__WHAT IS NEEDED__.
With the line containing "Target: balcony railing" as the first line and the last line of the records as the final one, reproduce that range exactly.

__GIVEN DATA__.

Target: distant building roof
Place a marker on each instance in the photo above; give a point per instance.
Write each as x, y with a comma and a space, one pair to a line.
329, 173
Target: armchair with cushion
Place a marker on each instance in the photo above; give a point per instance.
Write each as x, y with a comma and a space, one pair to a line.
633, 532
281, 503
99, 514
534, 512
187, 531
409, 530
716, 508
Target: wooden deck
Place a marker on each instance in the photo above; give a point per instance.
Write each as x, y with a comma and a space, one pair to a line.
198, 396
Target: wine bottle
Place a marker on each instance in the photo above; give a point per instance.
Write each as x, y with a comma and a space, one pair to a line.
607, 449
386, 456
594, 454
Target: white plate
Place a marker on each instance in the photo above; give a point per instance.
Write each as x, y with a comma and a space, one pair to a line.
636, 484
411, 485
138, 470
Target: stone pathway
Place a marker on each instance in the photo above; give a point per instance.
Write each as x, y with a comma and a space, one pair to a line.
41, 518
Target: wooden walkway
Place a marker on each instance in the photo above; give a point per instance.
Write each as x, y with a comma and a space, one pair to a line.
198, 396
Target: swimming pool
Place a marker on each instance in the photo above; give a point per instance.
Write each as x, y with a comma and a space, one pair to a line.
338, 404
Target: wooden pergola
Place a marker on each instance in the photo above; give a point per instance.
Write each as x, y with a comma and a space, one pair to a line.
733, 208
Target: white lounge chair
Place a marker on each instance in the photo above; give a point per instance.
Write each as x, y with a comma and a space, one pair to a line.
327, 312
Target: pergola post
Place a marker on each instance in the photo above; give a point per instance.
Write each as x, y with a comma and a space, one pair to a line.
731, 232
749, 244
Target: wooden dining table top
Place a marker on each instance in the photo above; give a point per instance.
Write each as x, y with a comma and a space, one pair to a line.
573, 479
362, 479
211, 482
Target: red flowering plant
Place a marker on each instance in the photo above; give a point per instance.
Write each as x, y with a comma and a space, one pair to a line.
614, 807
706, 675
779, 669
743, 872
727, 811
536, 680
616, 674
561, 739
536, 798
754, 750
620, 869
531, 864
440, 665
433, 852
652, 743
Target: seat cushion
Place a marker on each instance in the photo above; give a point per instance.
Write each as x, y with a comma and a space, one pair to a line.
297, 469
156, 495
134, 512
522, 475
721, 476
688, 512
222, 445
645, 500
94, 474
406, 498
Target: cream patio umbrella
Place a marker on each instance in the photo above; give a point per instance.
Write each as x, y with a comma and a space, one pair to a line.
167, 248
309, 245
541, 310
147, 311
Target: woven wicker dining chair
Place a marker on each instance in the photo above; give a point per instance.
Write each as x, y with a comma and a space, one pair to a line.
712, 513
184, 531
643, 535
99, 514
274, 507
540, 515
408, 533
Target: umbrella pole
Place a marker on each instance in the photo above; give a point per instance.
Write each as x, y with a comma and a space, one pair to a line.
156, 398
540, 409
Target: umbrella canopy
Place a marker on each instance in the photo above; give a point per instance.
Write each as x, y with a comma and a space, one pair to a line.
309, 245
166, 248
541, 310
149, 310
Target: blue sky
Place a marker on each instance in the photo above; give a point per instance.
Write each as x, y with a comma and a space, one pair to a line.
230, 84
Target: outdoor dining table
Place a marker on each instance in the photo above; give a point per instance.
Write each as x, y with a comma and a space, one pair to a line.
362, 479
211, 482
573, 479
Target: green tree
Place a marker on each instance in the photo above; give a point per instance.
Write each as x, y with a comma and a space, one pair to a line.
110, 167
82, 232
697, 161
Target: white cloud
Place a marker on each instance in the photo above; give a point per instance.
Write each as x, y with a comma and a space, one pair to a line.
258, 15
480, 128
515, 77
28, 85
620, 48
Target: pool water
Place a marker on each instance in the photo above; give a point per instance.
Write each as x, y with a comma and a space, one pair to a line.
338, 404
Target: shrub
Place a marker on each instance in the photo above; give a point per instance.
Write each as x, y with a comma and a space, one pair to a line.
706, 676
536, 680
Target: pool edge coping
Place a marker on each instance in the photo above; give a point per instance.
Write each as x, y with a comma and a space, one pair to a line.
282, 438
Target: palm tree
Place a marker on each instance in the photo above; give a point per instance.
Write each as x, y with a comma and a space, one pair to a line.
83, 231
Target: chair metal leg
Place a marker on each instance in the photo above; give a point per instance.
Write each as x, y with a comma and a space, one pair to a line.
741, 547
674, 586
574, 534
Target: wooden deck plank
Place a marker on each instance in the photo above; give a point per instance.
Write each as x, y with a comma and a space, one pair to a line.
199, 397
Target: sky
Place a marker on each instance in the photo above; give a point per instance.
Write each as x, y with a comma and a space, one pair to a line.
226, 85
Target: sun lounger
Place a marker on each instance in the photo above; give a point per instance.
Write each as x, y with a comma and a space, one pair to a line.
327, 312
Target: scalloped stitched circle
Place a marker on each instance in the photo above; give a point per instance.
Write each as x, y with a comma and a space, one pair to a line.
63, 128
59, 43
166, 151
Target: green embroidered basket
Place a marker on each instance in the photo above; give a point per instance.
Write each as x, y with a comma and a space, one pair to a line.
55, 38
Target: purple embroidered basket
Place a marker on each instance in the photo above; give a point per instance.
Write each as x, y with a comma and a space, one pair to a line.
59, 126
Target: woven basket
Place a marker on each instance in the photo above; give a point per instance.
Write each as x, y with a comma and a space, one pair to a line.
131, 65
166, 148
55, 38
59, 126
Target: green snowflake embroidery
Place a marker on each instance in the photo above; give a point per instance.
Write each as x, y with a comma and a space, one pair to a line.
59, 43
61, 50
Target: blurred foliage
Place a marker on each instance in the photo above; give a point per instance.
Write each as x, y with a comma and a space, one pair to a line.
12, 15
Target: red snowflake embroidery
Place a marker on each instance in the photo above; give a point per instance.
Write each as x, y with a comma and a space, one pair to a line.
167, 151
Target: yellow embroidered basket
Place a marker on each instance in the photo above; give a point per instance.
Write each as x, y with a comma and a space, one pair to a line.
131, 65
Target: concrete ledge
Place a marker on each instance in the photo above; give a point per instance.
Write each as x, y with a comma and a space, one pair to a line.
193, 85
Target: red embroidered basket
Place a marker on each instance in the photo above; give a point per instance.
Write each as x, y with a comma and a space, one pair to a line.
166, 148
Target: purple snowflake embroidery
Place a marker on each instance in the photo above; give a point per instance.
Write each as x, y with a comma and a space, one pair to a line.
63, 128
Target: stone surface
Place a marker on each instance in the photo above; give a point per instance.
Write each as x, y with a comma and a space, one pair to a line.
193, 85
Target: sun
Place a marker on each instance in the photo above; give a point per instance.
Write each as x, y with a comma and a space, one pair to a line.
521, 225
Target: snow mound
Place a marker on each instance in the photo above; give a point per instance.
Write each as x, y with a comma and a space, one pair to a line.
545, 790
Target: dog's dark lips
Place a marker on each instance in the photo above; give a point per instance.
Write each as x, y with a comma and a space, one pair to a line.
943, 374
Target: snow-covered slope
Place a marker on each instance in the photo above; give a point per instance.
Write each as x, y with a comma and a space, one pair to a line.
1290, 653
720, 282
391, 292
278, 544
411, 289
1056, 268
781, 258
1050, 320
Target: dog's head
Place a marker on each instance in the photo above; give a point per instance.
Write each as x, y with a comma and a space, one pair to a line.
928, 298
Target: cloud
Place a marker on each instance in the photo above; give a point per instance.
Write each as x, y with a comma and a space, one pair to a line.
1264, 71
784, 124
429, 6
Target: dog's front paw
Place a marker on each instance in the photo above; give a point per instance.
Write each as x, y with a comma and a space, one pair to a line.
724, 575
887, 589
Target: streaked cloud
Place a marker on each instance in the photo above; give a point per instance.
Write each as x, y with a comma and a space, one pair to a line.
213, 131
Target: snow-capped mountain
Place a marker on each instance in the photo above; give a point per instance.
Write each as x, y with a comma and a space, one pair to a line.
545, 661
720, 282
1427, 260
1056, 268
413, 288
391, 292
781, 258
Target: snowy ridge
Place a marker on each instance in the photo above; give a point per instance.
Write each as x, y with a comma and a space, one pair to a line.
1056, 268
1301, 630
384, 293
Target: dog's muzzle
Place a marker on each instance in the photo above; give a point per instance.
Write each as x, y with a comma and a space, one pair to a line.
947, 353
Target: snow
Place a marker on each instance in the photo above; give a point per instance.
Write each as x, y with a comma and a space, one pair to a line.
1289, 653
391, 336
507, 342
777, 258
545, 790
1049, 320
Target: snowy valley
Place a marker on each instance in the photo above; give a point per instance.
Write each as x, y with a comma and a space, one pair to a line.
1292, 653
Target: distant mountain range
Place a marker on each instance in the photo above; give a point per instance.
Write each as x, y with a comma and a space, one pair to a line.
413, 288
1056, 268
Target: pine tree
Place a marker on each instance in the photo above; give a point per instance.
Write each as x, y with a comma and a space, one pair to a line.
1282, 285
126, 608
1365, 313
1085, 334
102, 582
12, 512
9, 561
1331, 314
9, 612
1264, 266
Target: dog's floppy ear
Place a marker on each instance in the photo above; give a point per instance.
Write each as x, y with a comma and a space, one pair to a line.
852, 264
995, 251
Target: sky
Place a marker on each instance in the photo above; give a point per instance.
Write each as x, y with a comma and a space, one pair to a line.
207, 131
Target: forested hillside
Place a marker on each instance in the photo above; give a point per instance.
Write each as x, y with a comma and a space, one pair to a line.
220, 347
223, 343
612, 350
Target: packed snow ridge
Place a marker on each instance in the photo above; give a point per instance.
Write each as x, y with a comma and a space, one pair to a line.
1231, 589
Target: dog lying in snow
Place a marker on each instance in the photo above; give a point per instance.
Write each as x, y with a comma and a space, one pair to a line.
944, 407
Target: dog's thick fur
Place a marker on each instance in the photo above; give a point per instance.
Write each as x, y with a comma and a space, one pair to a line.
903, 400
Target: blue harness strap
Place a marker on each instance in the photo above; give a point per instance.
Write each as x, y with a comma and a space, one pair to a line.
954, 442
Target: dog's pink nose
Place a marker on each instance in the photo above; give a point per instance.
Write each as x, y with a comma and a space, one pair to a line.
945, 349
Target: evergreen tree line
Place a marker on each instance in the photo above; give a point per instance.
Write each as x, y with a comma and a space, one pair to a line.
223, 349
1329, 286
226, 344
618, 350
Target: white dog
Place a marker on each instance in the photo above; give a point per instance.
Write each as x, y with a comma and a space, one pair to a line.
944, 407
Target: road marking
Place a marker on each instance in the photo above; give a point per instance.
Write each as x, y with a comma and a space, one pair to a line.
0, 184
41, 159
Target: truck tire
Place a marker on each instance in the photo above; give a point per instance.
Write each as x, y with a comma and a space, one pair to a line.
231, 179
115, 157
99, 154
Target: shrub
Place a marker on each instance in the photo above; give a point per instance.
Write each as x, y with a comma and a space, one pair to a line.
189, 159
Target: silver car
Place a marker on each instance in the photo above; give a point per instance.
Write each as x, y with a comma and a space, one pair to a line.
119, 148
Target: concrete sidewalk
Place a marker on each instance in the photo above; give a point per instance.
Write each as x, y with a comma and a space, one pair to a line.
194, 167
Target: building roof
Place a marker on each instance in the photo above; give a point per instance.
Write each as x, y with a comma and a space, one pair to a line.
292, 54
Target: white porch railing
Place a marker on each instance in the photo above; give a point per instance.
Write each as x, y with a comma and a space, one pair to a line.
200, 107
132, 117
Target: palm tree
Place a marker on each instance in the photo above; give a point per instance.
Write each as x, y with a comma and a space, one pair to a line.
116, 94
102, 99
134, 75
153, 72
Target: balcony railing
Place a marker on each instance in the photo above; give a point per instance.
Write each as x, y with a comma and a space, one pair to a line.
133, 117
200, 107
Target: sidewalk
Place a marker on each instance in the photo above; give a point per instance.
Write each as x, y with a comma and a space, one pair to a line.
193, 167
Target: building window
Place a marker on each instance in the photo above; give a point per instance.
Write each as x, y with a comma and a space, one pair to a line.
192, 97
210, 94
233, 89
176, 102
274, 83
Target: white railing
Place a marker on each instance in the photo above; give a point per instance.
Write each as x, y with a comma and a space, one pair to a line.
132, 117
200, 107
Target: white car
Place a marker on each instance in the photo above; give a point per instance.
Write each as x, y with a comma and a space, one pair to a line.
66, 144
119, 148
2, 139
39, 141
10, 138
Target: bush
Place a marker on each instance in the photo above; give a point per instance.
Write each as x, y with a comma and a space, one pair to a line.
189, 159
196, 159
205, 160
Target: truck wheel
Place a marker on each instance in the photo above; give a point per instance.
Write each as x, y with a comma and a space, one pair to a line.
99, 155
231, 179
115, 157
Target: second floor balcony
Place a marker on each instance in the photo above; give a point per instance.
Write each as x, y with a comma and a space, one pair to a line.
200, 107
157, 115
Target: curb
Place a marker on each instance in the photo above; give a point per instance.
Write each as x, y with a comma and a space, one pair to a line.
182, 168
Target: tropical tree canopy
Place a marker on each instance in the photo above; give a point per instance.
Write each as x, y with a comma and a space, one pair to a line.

__EXERCISE SOLUTION__.
Target: balcony railing
Place a marker on each instance in the photo above; give a point per instance.
Write each as x, y with a comma and a space, one pair to a line.
133, 117
200, 107
Target: sidewalk
Place a marker on each instance in the photo above; give a point per instance.
Write each as x, y with a comma and a space, one pair to a line.
193, 167
Target: building window
Place a marker on each instance in the photo above; give a point per instance.
Write each as x, y with a comma and a space, one pair to a line.
192, 97
210, 94
233, 89
176, 102
274, 83
Target: white railing
Place a marker on each instance in the photo above; give a point per instance.
Write each as x, y with a comma and a space, one pair to a line.
132, 117
200, 107
Target: white car
Place a marker on each instance in the photo above; give a point per instance.
Write each as x, y with a comma and a space, one pair to a line.
66, 144
119, 148
2, 139
39, 141
10, 138
Target: bush
Place a marker on each instance in the photo above; give a point per instance.
Write each as x, y with a comma and a space, one pair to a line.
189, 159
196, 159
205, 160
Target: truck wheel
Place a marker on each instance in the photo above; give a point per instance.
Write each as x, y with a comma and a space, one pair to a line.
99, 155
231, 179
115, 157
Target: second floor balcony
Place a marker on each instance in the photo above; give a point per instance.
Write each as x, y with a comma and a space, one pair to a line.
200, 107
157, 115
Target: curb
Place a marker on each instance in the photo above; give a point per instance.
Write each as x, y with a comma and a space, one pair to a line.
182, 168
Target: tropical tree canopy
Place a marker on each instance in the photo above; give a point per instance.
Write each as x, y with a comma and a space, one pair to a line.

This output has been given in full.